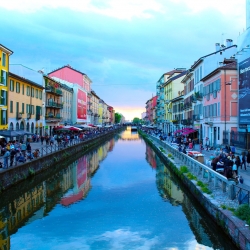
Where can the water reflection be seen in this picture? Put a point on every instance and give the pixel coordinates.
(205, 231)
(66, 187)
(122, 211)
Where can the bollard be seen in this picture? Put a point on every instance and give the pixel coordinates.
(231, 190)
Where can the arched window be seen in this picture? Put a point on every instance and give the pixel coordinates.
(11, 126)
(32, 127)
(22, 125)
(28, 127)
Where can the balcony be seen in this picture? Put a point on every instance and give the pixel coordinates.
(197, 117)
(19, 115)
(193, 99)
(52, 104)
(2, 81)
(198, 96)
(51, 89)
(175, 122)
(53, 118)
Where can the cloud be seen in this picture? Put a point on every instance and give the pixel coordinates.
(122, 9)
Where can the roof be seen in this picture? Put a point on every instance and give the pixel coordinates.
(201, 58)
(170, 73)
(175, 77)
(229, 66)
(24, 79)
(67, 66)
(5, 49)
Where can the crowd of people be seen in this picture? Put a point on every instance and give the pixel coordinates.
(19, 151)
(224, 159)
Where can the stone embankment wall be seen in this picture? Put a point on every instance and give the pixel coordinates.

### GOAL OF THE EXERCISE
Could you return the listing above exactly, minus its pictures?

### WRITTEN ANSWER
Where can the water reflection be seen in this picture? Put a point on every instance and give the pixel coordinates.
(205, 231)
(66, 187)
(122, 211)
Where can the bollard be seen in this picture? Put a point on every instance and give the pixel coordinates.
(231, 190)
Where can the arched window be seen in this picture? Put a point on every instance and give the pixel coordinates.
(11, 126)
(32, 127)
(22, 125)
(28, 127)
Where can the balcony be seen in this picture? Put a point on every instance and give the pixel coordinates.
(197, 117)
(19, 115)
(193, 99)
(52, 104)
(2, 81)
(198, 96)
(51, 89)
(175, 122)
(53, 118)
Where can the cloud be seen in this picture? Put a point on every instance and give the pixel coordinates.
(122, 9)
Where can the roof be seen in this picture? Put a point on every instance and give the pixel coordinates.
(201, 58)
(170, 73)
(175, 77)
(229, 66)
(24, 79)
(67, 66)
(5, 49)
Where can the crowd of people be seen in this picture? Put a point on every instance and give the pixel coordinates.
(19, 151)
(224, 159)
Where can the stone embankment wall be seen in this picture? Put a point on every instance and give the pixel coordinates.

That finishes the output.